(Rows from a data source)
····················
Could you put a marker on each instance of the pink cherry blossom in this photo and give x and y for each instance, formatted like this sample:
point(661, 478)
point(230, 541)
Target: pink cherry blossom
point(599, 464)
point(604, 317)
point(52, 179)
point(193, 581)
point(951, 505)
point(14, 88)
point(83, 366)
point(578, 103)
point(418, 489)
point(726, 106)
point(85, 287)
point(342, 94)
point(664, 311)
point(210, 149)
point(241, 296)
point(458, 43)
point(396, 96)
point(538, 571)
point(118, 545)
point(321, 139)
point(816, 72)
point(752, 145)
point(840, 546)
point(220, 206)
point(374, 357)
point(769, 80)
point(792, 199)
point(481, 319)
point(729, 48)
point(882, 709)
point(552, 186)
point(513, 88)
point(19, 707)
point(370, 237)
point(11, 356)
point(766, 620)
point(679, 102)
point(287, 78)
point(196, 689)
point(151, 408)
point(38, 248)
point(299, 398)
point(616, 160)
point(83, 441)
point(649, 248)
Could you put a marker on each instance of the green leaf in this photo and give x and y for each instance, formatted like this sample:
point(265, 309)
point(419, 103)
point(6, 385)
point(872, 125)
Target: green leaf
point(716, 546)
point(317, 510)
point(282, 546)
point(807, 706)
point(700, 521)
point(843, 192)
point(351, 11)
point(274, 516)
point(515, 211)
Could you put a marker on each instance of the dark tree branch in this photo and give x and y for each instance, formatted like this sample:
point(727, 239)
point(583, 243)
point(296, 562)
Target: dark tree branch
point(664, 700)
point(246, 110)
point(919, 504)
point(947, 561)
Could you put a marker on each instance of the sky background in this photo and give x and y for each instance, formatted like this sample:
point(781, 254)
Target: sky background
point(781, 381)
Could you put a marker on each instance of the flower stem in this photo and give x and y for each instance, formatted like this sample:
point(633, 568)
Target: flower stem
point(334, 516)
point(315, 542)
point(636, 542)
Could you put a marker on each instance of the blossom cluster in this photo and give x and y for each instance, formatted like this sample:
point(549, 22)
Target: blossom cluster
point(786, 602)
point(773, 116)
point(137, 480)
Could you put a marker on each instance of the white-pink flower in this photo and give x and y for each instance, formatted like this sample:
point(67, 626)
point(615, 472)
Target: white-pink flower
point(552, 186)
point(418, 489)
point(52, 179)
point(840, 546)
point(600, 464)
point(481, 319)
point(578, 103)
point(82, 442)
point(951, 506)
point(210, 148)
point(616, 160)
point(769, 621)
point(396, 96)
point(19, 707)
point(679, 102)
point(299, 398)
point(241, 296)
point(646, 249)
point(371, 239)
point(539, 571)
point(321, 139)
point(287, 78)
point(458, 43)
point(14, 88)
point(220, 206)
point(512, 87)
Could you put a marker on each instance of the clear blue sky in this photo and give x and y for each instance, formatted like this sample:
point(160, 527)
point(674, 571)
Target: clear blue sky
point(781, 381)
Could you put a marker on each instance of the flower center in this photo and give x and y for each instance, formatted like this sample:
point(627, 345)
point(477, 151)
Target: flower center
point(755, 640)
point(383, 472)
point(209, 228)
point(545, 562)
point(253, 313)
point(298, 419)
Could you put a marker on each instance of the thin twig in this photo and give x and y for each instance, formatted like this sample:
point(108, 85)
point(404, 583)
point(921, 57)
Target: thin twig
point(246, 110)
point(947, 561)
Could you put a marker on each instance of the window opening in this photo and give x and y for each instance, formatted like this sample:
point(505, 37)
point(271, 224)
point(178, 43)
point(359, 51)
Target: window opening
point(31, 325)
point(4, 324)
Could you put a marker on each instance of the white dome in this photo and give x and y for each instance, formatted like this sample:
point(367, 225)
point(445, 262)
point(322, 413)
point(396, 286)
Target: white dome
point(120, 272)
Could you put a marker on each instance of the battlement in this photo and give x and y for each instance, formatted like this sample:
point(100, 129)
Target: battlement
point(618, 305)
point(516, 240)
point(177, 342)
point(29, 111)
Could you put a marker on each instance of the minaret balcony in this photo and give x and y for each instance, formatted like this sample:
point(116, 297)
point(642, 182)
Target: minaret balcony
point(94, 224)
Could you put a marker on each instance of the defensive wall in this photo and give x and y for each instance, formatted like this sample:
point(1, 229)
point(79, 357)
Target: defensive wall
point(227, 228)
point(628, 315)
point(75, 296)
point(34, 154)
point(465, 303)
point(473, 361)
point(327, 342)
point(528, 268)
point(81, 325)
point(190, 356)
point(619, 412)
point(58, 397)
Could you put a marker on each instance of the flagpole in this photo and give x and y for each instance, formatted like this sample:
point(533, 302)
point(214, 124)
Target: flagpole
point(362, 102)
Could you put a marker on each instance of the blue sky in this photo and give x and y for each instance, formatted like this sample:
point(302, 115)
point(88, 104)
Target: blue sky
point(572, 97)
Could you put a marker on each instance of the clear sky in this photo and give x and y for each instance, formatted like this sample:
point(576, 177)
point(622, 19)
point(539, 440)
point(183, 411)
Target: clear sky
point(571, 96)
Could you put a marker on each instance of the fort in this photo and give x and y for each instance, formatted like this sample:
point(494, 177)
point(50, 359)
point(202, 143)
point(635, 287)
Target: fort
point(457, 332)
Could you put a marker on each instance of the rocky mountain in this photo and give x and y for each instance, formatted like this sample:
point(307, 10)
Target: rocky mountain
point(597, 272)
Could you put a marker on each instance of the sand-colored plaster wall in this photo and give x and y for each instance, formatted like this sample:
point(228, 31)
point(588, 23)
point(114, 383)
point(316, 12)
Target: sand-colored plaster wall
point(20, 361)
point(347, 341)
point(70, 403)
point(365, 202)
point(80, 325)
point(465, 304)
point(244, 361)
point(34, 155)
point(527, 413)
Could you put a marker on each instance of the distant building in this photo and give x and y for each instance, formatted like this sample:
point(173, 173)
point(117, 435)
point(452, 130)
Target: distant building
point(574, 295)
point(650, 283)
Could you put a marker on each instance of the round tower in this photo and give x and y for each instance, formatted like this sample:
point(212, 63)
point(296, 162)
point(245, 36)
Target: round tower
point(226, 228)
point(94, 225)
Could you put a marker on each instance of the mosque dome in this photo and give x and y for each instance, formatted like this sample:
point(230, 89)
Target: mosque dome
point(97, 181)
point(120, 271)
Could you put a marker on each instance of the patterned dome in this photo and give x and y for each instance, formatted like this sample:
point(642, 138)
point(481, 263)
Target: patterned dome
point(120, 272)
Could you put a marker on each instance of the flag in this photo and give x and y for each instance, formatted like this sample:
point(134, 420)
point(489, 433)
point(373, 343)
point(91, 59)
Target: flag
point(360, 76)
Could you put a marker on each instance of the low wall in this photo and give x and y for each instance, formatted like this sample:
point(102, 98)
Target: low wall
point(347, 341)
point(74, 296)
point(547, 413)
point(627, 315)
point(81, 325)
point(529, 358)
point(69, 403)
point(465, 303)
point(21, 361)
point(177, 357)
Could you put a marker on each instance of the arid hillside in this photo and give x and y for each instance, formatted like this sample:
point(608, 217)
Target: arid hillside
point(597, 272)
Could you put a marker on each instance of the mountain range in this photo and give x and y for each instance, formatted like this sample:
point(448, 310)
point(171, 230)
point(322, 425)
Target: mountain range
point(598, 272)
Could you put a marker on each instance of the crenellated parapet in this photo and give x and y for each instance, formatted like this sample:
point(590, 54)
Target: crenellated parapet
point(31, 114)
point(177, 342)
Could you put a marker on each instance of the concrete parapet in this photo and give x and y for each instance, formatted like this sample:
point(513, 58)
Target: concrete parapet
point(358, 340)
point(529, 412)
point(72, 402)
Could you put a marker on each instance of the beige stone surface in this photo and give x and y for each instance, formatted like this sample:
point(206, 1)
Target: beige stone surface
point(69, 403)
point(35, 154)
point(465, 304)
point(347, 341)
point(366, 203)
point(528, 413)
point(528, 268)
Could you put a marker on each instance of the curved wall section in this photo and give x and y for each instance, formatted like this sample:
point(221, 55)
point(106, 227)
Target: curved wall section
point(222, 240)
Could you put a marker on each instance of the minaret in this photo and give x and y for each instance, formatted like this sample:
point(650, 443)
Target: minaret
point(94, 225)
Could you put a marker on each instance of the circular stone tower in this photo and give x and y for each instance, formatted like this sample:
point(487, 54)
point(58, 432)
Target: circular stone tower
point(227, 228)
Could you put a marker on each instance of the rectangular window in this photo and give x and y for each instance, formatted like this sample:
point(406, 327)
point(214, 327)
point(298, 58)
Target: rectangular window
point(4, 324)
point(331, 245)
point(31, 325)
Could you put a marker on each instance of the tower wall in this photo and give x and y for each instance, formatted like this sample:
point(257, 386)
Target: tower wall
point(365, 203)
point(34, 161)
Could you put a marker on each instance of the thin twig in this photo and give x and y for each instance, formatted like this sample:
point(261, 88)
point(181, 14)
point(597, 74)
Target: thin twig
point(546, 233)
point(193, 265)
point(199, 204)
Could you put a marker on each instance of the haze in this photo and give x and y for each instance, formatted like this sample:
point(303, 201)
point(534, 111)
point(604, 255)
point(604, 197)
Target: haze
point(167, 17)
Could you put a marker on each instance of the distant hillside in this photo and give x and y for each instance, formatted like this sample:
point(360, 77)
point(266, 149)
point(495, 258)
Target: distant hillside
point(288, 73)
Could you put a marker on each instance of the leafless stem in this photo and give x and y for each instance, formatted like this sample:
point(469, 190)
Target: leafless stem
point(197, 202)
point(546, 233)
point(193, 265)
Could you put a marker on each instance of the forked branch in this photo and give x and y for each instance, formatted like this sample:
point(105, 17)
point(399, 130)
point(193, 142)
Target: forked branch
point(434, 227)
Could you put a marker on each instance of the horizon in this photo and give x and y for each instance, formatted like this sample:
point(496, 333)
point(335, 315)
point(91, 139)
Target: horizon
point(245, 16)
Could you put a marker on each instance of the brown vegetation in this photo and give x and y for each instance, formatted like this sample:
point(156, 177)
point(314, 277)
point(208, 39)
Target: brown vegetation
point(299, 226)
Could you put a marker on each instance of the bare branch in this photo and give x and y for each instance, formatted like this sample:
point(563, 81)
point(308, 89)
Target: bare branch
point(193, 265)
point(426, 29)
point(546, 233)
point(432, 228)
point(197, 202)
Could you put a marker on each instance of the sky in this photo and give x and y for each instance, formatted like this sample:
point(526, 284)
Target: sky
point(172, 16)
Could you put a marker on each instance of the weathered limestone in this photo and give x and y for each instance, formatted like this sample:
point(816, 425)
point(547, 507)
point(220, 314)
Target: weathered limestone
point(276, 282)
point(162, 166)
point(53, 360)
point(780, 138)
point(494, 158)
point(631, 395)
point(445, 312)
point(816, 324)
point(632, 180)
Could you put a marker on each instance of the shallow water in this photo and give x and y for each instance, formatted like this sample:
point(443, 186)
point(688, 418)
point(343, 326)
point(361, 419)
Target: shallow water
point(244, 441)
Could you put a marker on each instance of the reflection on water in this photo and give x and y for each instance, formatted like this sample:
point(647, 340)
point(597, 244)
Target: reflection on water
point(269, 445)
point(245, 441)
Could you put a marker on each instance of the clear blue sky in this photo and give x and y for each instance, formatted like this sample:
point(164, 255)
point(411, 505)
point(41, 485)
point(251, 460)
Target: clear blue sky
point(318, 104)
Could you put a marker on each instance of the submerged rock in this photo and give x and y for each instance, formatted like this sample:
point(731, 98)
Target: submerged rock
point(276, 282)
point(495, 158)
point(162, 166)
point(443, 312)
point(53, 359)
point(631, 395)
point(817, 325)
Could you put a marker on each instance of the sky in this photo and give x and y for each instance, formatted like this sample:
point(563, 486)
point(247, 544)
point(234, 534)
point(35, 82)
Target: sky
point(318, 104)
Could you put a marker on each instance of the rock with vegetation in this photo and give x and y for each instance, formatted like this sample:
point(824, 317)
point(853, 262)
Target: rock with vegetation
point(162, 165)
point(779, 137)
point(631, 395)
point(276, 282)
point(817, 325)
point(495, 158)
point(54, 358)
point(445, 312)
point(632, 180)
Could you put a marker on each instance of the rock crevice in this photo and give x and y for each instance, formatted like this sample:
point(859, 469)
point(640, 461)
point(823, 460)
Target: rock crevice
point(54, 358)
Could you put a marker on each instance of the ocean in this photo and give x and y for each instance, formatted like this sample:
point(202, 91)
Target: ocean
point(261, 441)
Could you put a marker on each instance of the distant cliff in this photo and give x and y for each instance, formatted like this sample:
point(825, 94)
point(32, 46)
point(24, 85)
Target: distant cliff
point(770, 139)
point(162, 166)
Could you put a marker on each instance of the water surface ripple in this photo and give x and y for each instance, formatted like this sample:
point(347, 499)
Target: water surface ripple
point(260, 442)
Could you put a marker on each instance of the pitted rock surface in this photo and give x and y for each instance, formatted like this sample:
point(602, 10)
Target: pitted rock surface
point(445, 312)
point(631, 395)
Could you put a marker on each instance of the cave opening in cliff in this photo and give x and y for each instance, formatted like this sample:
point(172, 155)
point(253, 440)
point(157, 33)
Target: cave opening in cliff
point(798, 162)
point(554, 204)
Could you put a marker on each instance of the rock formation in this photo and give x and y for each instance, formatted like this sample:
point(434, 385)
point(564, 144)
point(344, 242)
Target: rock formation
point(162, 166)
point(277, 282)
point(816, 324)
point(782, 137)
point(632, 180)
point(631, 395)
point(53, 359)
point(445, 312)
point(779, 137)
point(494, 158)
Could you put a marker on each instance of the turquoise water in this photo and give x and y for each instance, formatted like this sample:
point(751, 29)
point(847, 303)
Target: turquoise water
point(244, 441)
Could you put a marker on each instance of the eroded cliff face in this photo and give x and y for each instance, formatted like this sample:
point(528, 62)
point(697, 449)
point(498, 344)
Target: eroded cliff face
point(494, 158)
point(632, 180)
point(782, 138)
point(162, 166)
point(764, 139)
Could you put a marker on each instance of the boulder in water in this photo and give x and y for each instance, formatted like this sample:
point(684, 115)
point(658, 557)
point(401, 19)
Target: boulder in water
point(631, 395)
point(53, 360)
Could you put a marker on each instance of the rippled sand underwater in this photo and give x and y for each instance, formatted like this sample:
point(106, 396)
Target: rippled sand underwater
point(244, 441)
····················
_Stated problem_. Replace "marker" with "dot" in the lines running from the one containing "the minaret balcony" through the one containing "point(94, 224)", both included. Give those lines again with nothing else changed.

_Task response_.
Could you put a dot on each instance of the minaret balcony in this photo and give x and y for each instance, formatted like this sample:
point(116, 297)
point(642, 182)
Target: minaret balcony
point(94, 224)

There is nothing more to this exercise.